* What you need to do: In the records below, find the line containing "the woman's face" and restate it and all lines after it exactly, through the last line.
(Data extract)
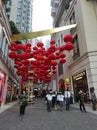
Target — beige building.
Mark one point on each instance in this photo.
(81, 65)
(8, 79)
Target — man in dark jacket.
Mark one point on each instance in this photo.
(81, 101)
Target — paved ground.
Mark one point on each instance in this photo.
(37, 118)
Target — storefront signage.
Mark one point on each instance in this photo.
(79, 76)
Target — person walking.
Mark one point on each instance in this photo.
(81, 101)
(23, 104)
(60, 99)
(67, 98)
(93, 99)
(49, 101)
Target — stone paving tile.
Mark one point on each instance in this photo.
(38, 118)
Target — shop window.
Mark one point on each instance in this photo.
(60, 69)
(76, 52)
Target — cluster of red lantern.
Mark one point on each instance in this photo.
(41, 62)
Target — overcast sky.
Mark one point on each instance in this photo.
(42, 15)
(42, 19)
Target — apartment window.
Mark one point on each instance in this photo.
(7, 10)
(19, 11)
(2, 37)
(18, 25)
(60, 69)
(10, 2)
(72, 19)
(19, 4)
(76, 52)
(58, 42)
(18, 18)
(61, 38)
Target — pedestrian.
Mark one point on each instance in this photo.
(23, 104)
(54, 98)
(60, 99)
(81, 101)
(93, 99)
(49, 100)
(67, 98)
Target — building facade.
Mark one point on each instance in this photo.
(20, 12)
(8, 79)
(81, 65)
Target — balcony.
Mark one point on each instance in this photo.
(63, 6)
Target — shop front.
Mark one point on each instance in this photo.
(80, 83)
(2, 85)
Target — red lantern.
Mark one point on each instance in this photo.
(68, 46)
(52, 42)
(62, 61)
(68, 38)
(12, 55)
(40, 44)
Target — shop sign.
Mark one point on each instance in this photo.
(79, 76)
(67, 80)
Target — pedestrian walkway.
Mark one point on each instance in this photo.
(6, 106)
(88, 108)
(37, 117)
(75, 105)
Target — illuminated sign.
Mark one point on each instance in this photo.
(79, 76)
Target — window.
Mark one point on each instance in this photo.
(18, 18)
(60, 69)
(72, 19)
(19, 11)
(76, 52)
(19, 4)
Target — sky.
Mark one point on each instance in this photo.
(42, 19)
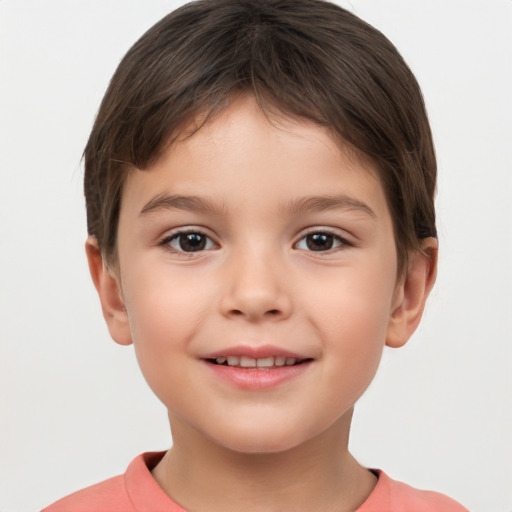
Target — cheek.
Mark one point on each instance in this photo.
(164, 316)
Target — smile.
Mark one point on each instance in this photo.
(264, 363)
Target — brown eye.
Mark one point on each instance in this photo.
(190, 242)
(320, 241)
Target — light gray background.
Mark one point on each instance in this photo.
(74, 406)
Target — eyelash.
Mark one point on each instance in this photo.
(335, 239)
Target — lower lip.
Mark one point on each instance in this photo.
(257, 379)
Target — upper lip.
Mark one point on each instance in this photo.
(255, 352)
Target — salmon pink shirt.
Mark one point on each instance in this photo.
(137, 491)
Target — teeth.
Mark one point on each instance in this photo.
(265, 363)
(247, 362)
(250, 362)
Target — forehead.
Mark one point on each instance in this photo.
(244, 155)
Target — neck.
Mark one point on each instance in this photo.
(320, 474)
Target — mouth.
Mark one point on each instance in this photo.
(263, 363)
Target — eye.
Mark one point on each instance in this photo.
(189, 241)
(320, 241)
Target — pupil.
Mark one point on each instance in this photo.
(192, 242)
(319, 242)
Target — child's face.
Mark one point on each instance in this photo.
(288, 251)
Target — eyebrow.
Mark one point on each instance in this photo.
(175, 202)
(309, 204)
(325, 203)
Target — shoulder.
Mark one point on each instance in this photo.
(132, 491)
(392, 496)
(108, 495)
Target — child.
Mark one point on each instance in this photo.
(259, 185)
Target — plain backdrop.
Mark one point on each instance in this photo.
(74, 406)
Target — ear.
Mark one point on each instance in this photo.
(109, 290)
(411, 293)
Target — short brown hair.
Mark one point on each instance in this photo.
(308, 58)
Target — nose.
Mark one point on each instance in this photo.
(256, 288)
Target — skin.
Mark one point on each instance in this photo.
(257, 281)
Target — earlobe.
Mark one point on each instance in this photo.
(110, 294)
(411, 293)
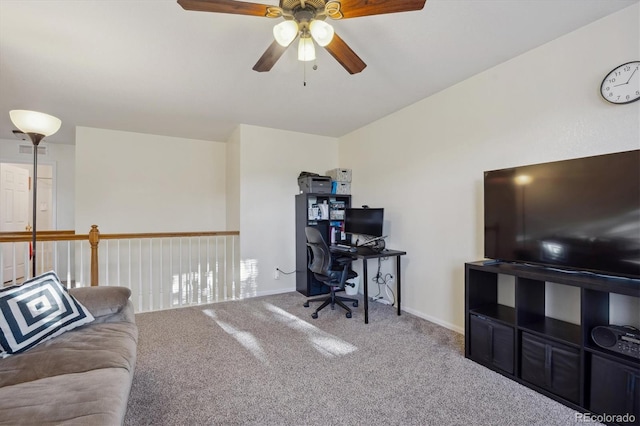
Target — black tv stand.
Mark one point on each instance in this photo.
(552, 356)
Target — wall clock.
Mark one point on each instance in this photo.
(622, 84)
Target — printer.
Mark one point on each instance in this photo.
(314, 183)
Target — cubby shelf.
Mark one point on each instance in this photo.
(550, 355)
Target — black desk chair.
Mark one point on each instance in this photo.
(332, 271)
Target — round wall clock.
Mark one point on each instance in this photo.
(622, 84)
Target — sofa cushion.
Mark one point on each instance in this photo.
(106, 303)
(96, 346)
(97, 397)
(35, 311)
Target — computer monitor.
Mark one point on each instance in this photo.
(364, 221)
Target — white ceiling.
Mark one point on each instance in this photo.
(149, 66)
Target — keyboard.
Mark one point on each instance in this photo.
(344, 248)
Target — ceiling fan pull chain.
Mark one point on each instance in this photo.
(304, 74)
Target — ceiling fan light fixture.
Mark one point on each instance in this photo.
(285, 32)
(306, 49)
(321, 32)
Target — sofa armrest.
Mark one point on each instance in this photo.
(106, 303)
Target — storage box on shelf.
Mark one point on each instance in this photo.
(340, 181)
(555, 357)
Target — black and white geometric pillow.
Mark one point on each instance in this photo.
(35, 311)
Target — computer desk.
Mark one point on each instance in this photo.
(365, 253)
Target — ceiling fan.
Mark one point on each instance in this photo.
(306, 19)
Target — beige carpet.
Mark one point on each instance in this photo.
(264, 361)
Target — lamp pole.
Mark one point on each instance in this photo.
(35, 140)
(37, 126)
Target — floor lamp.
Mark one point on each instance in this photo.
(37, 126)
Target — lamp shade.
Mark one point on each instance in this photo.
(35, 122)
(321, 32)
(306, 49)
(285, 32)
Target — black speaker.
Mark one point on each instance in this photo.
(624, 339)
(604, 336)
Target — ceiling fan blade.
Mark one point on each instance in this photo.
(357, 8)
(343, 54)
(269, 57)
(225, 6)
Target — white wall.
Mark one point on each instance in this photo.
(62, 159)
(132, 182)
(424, 164)
(233, 181)
(270, 162)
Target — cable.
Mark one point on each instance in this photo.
(383, 280)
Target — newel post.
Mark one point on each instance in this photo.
(94, 239)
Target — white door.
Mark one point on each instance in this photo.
(14, 208)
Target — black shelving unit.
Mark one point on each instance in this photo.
(331, 223)
(551, 356)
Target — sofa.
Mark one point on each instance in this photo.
(82, 376)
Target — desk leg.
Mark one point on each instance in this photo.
(365, 283)
(399, 274)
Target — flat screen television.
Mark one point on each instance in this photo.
(364, 221)
(580, 214)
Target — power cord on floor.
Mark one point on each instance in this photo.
(383, 281)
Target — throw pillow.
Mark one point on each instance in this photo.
(36, 311)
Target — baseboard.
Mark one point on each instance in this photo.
(434, 320)
(276, 291)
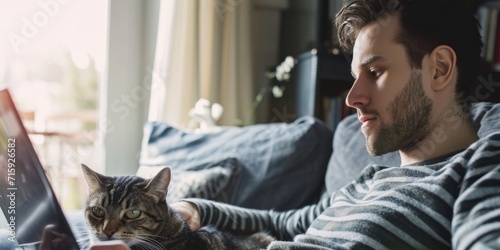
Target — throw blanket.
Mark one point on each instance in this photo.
(448, 202)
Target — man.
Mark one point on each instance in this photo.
(412, 61)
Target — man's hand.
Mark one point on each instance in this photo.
(189, 212)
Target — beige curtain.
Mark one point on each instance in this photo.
(203, 51)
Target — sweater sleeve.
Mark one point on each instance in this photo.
(476, 221)
(284, 225)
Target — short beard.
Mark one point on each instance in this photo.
(410, 111)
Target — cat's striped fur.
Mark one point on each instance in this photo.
(134, 210)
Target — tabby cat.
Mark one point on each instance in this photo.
(134, 210)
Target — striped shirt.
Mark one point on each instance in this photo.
(450, 204)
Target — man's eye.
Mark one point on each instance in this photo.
(375, 73)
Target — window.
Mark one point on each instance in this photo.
(52, 58)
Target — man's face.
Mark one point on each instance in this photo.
(388, 94)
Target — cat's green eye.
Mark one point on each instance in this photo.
(98, 212)
(133, 214)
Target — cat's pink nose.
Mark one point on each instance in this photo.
(109, 232)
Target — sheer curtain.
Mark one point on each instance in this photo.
(203, 51)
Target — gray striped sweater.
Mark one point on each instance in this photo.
(451, 203)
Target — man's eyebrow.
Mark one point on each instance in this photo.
(369, 61)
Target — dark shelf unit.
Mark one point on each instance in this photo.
(318, 75)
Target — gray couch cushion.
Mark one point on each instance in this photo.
(283, 164)
(350, 156)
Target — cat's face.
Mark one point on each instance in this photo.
(127, 208)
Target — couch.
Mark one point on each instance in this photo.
(270, 166)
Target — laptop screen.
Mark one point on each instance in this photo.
(33, 216)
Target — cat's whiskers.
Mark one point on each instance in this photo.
(146, 242)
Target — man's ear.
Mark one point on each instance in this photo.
(443, 61)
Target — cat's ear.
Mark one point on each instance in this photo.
(159, 184)
(94, 180)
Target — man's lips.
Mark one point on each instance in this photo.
(363, 119)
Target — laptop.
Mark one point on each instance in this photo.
(32, 213)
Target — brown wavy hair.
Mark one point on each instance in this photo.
(424, 25)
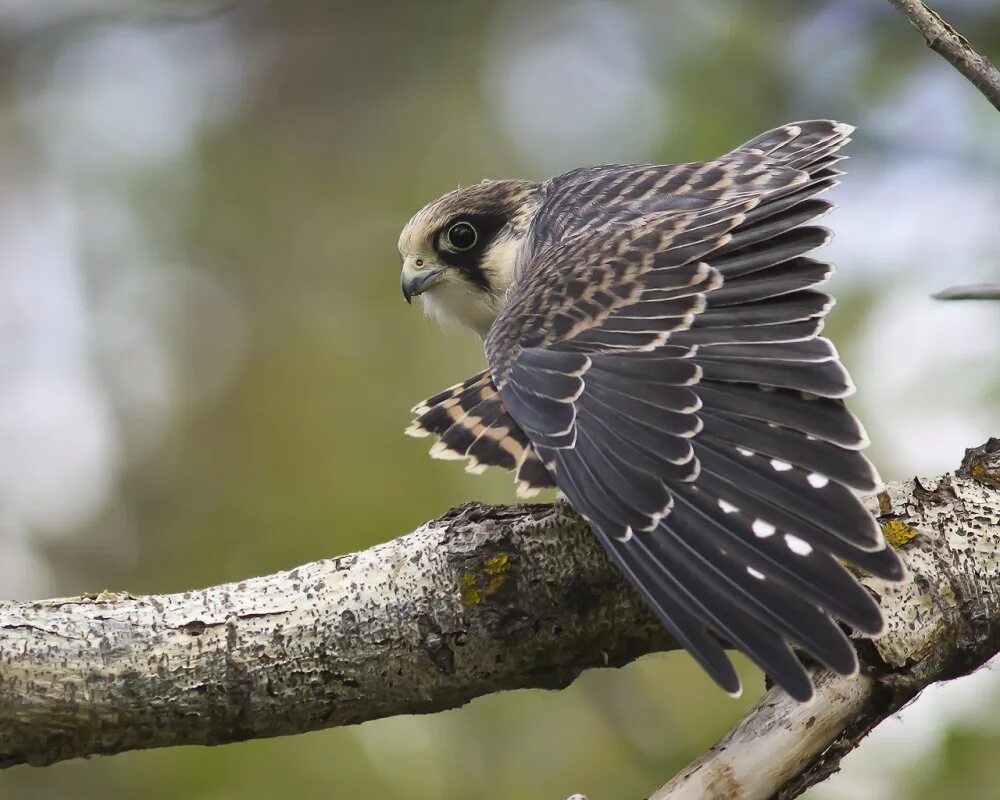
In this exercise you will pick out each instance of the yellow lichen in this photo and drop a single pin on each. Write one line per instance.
(471, 595)
(475, 589)
(496, 565)
(897, 533)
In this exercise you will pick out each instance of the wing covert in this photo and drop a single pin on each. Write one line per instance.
(661, 351)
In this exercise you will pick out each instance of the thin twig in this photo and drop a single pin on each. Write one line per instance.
(944, 40)
(975, 291)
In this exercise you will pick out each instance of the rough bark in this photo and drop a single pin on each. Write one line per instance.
(944, 40)
(482, 600)
(942, 623)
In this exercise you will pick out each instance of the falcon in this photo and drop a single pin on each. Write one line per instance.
(652, 336)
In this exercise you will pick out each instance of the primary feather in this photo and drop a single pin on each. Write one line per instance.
(657, 356)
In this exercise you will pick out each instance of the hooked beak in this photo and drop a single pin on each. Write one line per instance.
(418, 276)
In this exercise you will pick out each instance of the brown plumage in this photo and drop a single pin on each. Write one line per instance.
(654, 350)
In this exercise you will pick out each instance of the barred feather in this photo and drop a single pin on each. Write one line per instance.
(659, 358)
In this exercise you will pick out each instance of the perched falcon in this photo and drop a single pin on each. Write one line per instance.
(654, 350)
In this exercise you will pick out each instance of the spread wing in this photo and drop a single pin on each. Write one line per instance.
(660, 355)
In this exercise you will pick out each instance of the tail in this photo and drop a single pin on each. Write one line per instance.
(472, 423)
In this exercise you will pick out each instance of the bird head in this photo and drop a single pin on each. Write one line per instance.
(460, 252)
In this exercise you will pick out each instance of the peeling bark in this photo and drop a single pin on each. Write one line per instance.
(482, 600)
(942, 623)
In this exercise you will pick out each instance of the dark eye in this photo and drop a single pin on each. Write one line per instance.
(462, 236)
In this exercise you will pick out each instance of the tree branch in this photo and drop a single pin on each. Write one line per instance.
(943, 623)
(952, 46)
(482, 600)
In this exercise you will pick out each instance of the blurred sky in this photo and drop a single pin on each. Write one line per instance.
(206, 367)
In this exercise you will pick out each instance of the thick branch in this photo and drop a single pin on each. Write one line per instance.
(952, 46)
(943, 623)
(482, 600)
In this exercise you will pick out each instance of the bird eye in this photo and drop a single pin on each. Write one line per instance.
(462, 236)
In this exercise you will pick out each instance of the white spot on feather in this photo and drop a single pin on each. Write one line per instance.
(798, 546)
(816, 480)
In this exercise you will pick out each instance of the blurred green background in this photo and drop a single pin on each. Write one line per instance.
(206, 365)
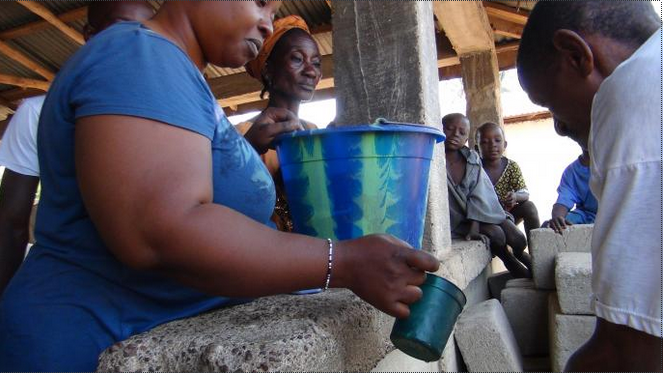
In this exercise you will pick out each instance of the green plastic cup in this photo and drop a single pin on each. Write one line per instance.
(424, 334)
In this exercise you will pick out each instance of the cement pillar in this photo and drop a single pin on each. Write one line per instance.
(385, 65)
(481, 82)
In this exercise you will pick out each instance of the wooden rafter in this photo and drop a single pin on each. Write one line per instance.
(7, 103)
(32, 27)
(466, 25)
(506, 28)
(26, 61)
(51, 18)
(24, 82)
(506, 13)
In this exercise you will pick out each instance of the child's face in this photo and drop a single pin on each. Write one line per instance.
(456, 133)
(492, 143)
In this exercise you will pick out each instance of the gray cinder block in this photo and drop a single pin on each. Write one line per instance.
(573, 278)
(545, 244)
(567, 333)
(527, 311)
(485, 339)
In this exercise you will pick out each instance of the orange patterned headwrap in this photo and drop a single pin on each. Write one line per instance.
(281, 26)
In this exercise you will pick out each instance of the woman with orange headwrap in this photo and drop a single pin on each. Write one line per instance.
(289, 66)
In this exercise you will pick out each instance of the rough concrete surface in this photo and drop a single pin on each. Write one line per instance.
(573, 272)
(567, 333)
(485, 339)
(332, 331)
(545, 244)
(527, 310)
(464, 262)
(497, 283)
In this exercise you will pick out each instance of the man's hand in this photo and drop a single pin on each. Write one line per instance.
(271, 123)
(475, 235)
(510, 201)
(558, 224)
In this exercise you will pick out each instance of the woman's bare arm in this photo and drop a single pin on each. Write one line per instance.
(148, 189)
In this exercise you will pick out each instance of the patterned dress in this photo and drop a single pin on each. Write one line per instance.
(510, 181)
(281, 216)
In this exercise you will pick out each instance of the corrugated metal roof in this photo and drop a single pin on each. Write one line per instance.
(13, 15)
(11, 67)
(51, 48)
(57, 7)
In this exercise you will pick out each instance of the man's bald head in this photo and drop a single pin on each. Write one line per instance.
(628, 22)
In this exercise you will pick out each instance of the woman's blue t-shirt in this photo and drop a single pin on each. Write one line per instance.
(72, 298)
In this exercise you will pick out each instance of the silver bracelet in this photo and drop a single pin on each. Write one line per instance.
(330, 257)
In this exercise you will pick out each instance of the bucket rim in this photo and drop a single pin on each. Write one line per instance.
(382, 127)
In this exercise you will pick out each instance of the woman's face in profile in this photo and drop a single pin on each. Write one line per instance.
(230, 33)
(295, 66)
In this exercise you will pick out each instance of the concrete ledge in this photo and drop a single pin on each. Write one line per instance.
(464, 262)
(485, 339)
(545, 244)
(527, 310)
(573, 281)
(567, 333)
(333, 331)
(End Data extract)
* Response for this exercise:
In this exercise you will pick out each instance of the woman's face in profile in this photo and drop a single pin on each. Write one line per instance.
(230, 33)
(295, 66)
In this exercise you will pick out each instance of the concrete ledge in this photo and drop a single pin on each. Write one line per instance.
(464, 262)
(485, 339)
(545, 244)
(527, 310)
(573, 281)
(567, 333)
(333, 331)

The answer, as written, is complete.